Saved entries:

◇ ◇ ◇

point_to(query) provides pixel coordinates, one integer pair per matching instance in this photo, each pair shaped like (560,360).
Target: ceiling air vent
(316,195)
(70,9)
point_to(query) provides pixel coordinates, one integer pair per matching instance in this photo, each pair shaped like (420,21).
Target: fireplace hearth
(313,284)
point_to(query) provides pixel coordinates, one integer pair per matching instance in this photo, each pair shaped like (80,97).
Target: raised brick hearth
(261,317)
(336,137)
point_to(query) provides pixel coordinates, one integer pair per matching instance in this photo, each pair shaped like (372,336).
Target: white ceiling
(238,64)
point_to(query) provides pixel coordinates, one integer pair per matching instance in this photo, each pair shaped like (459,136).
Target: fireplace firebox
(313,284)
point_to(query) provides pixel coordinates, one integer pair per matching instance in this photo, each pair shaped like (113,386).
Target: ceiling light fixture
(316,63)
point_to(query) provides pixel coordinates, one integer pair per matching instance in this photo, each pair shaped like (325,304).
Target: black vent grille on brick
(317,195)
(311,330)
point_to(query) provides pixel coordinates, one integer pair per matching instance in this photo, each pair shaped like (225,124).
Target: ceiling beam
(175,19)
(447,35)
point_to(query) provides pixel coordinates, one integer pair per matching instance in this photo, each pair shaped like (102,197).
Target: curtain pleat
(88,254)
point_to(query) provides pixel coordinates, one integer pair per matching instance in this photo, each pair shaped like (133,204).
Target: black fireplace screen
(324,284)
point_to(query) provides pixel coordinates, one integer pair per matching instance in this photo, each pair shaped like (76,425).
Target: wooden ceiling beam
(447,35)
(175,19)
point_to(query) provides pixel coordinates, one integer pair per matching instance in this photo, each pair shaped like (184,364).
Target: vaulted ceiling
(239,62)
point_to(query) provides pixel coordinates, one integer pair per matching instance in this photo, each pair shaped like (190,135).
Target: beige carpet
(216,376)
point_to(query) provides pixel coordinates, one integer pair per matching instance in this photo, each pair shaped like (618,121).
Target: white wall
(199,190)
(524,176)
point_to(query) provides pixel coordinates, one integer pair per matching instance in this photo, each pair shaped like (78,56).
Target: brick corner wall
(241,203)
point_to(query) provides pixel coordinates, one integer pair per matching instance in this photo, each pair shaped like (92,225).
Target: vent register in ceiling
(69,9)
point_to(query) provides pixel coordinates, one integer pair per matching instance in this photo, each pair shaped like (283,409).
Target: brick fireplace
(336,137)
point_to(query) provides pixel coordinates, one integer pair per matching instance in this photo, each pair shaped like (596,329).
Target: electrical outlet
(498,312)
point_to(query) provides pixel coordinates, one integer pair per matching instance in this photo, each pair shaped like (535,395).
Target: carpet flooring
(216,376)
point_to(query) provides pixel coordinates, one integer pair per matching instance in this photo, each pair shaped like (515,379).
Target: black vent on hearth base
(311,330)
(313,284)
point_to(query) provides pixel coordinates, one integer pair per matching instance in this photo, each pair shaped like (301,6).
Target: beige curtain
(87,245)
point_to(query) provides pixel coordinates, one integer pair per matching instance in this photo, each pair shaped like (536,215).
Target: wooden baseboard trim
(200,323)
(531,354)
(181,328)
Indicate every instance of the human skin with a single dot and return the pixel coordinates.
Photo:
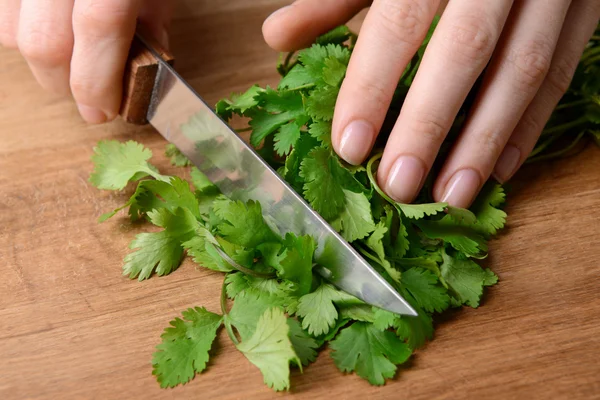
(530, 47)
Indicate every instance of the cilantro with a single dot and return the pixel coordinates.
(271, 350)
(371, 352)
(465, 279)
(317, 309)
(116, 164)
(355, 221)
(177, 158)
(185, 346)
(304, 345)
(422, 286)
(321, 189)
(282, 312)
(160, 252)
(243, 224)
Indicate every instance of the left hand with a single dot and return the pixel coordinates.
(531, 48)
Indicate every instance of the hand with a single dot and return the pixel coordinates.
(81, 47)
(532, 48)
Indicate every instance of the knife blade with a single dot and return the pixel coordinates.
(179, 114)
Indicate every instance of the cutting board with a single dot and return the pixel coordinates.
(71, 326)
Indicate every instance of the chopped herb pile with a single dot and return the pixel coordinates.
(283, 314)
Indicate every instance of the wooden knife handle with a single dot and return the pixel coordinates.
(139, 78)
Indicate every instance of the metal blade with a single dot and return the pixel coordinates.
(185, 120)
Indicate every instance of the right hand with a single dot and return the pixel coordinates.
(80, 47)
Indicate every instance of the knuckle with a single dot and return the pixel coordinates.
(531, 125)
(378, 94)
(104, 16)
(39, 45)
(8, 40)
(532, 62)
(489, 143)
(87, 90)
(404, 21)
(470, 39)
(561, 73)
(428, 127)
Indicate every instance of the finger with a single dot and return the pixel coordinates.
(391, 34)
(459, 49)
(45, 39)
(9, 22)
(103, 34)
(296, 26)
(580, 23)
(156, 15)
(517, 69)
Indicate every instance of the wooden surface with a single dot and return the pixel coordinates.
(72, 327)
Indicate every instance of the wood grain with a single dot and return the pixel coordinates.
(139, 78)
(71, 327)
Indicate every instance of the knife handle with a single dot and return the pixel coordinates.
(139, 77)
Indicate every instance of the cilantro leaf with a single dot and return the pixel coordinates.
(317, 309)
(375, 243)
(298, 76)
(243, 224)
(279, 109)
(337, 35)
(373, 354)
(321, 130)
(355, 221)
(304, 345)
(202, 248)
(461, 237)
(418, 211)
(286, 138)
(249, 305)
(153, 195)
(324, 193)
(177, 158)
(271, 350)
(383, 319)
(296, 262)
(465, 279)
(240, 103)
(486, 209)
(160, 252)
(415, 330)
(422, 286)
(185, 346)
(116, 164)
(321, 103)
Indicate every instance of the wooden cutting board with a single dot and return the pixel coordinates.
(72, 327)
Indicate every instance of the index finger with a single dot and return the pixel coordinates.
(103, 33)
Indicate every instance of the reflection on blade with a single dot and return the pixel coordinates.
(183, 118)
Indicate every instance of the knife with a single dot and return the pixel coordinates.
(154, 93)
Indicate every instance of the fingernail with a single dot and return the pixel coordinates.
(405, 179)
(91, 114)
(279, 12)
(507, 163)
(462, 188)
(164, 38)
(356, 142)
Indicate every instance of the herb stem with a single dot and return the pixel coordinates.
(302, 87)
(241, 268)
(225, 312)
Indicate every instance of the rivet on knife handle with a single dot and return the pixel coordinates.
(139, 78)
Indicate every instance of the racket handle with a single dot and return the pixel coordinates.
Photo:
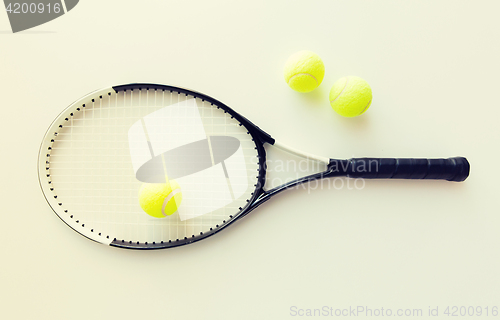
(451, 169)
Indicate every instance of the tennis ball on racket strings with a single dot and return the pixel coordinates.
(160, 199)
(304, 71)
(350, 96)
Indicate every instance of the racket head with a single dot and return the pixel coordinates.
(87, 178)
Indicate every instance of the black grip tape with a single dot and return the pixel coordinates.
(451, 169)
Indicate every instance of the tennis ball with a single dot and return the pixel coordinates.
(304, 71)
(160, 199)
(350, 96)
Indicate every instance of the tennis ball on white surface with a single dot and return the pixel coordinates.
(304, 71)
(350, 96)
(160, 199)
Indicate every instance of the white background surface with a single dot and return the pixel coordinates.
(433, 67)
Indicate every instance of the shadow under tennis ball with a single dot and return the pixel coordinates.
(24, 16)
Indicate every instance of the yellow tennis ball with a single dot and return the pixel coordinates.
(160, 199)
(350, 96)
(304, 71)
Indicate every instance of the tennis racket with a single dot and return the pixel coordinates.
(101, 150)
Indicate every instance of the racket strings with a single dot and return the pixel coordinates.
(89, 172)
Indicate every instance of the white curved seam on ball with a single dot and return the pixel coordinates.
(345, 86)
(367, 105)
(167, 199)
(307, 74)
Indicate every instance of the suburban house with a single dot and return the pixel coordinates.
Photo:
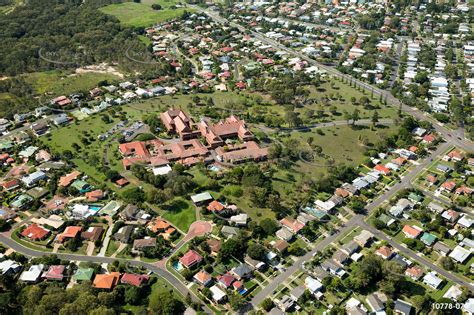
(134, 279)
(203, 278)
(190, 259)
(35, 232)
(106, 281)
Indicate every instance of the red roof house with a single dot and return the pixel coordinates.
(225, 280)
(106, 281)
(69, 232)
(55, 273)
(382, 169)
(384, 252)
(11, 184)
(190, 259)
(448, 186)
(35, 232)
(411, 232)
(215, 206)
(134, 279)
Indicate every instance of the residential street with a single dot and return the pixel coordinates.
(418, 258)
(453, 136)
(357, 220)
(72, 257)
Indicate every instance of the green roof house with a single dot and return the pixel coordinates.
(21, 201)
(387, 220)
(83, 274)
(82, 186)
(428, 239)
(6, 145)
(415, 197)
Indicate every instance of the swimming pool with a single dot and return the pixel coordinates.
(178, 266)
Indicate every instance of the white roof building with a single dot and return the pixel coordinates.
(460, 254)
(32, 274)
(312, 284)
(217, 294)
(432, 280)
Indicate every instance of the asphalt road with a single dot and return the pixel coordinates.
(354, 222)
(417, 257)
(177, 284)
(450, 135)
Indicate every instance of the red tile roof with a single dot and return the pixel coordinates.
(106, 281)
(215, 206)
(10, 184)
(134, 279)
(384, 251)
(190, 258)
(55, 272)
(292, 224)
(69, 232)
(203, 277)
(94, 195)
(66, 180)
(382, 169)
(35, 232)
(226, 279)
(411, 231)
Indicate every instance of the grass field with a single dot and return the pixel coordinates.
(59, 83)
(180, 212)
(341, 143)
(5, 9)
(141, 14)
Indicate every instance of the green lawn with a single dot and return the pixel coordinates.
(341, 143)
(59, 83)
(112, 247)
(179, 212)
(141, 14)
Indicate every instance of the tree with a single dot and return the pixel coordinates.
(257, 251)
(133, 195)
(366, 272)
(355, 116)
(447, 263)
(133, 295)
(164, 302)
(378, 224)
(269, 226)
(267, 304)
(236, 301)
(375, 119)
(421, 303)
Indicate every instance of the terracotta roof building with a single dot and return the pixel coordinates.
(239, 153)
(55, 273)
(292, 224)
(414, 272)
(67, 180)
(175, 120)
(190, 259)
(69, 232)
(35, 232)
(384, 252)
(411, 232)
(94, 195)
(93, 233)
(134, 279)
(156, 153)
(158, 225)
(203, 277)
(231, 127)
(106, 281)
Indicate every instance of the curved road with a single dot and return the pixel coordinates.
(453, 136)
(171, 279)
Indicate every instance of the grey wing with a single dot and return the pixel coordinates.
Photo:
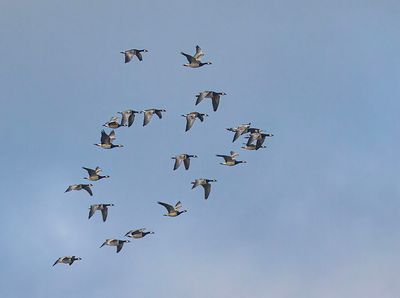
(87, 188)
(128, 56)
(189, 121)
(104, 213)
(186, 163)
(252, 138)
(131, 118)
(56, 262)
(167, 206)
(238, 133)
(215, 101)
(91, 172)
(112, 135)
(259, 143)
(225, 157)
(178, 205)
(105, 139)
(124, 118)
(190, 58)
(158, 113)
(234, 154)
(147, 118)
(92, 210)
(201, 96)
(207, 189)
(177, 163)
(119, 247)
(199, 53)
(196, 183)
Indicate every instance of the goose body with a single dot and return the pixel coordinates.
(128, 116)
(113, 123)
(102, 207)
(129, 54)
(94, 175)
(230, 160)
(251, 147)
(215, 97)
(66, 260)
(194, 61)
(80, 187)
(106, 140)
(239, 130)
(173, 211)
(115, 242)
(183, 157)
(148, 114)
(191, 117)
(205, 183)
(259, 137)
(136, 234)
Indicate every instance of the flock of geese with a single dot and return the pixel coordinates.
(255, 140)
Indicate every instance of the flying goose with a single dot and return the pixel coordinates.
(183, 157)
(128, 116)
(105, 141)
(102, 207)
(251, 147)
(215, 97)
(149, 113)
(115, 242)
(94, 175)
(191, 117)
(173, 211)
(129, 54)
(80, 187)
(66, 260)
(230, 160)
(259, 137)
(113, 123)
(136, 234)
(194, 61)
(241, 129)
(206, 185)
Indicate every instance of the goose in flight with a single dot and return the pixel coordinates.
(115, 242)
(136, 234)
(259, 137)
(67, 260)
(148, 114)
(215, 97)
(206, 185)
(173, 211)
(251, 147)
(191, 117)
(194, 61)
(80, 187)
(129, 54)
(102, 207)
(239, 130)
(105, 141)
(113, 123)
(230, 160)
(183, 157)
(94, 175)
(128, 116)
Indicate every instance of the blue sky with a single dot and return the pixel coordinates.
(313, 215)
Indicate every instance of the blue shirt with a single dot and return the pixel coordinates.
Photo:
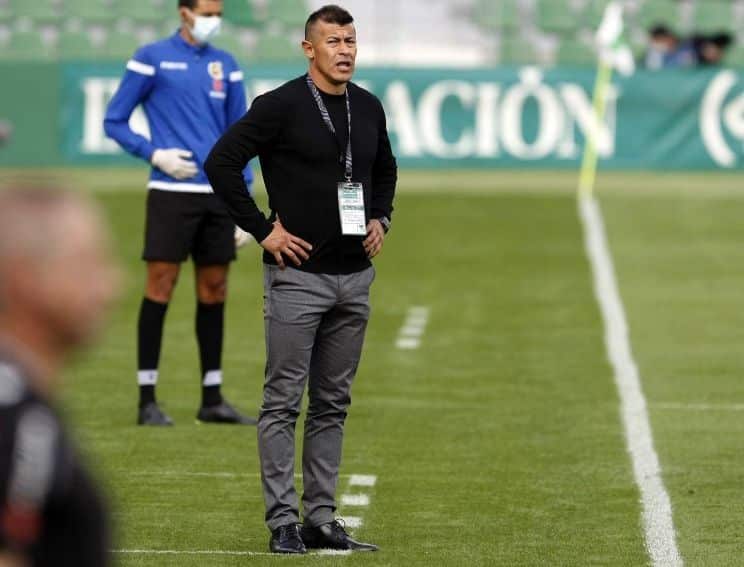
(190, 94)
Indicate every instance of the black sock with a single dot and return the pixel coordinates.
(149, 339)
(209, 331)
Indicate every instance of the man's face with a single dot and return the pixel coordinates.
(332, 50)
(206, 8)
(72, 290)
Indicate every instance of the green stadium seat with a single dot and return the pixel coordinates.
(120, 45)
(557, 16)
(242, 13)
(735, 56)
(653, 12)
(27, 46)
(229, 40)
(276, 49)
(576, 53)
(291, 13)
(5, 12)
(147, 11)
(76, 45)
(37, 10)
(495, 16)
(517, 51)
(594, 11)
(90, 10)
(714, 16)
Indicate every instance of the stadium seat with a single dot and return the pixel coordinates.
(5, 12)
(516, 50)
(496, 16)
(147, 11)
(90, 10)
(593, 13)
(292, 13)
(27, 46)
(120, 46)
(714, 16)
(276, 49)
(653, 12)
(556, 15)
(241, 13)
(573, 52)
(37, 10)
(229, 40)
(735, 56)
(76, 45)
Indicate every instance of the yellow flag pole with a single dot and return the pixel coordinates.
(588, 173)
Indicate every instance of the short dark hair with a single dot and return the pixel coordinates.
(330, 14)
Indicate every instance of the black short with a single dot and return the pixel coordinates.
(181, 224)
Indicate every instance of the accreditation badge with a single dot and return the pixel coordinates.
(351, 208)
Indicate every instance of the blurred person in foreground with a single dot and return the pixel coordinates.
(56, 282)
(191, 93)
(331, 175)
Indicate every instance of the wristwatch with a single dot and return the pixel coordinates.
(385, 222)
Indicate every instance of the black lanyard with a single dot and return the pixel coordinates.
(346, 160)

◇ ◇ ◇

TASK TO COMPLETE:
Starting at the line that contains "Target: black fireplace screen" and stopping after the line that contains "shaped like (190,135).", write out every line exactly as it appears above, and no other line.

PROBLEM SOLUTION:
Target: black fireplace screen
(324,284)
point_to(query) provides pixel coordinates, one integer pair per matching instance in this photo, each pair shaped like (76,425).
Target: wooden ceiling beam
(447,35)
(175,19)
point_to(query) provides pixel coordinates, one integer pair per matching instance in this photo, each pair shaped like (184,364).
Target: vaulted ceiling
(239,62)
point_to(query) provides pixel coordinates, one integer pair per matching instance in this photo, each pair shaped like (190,135).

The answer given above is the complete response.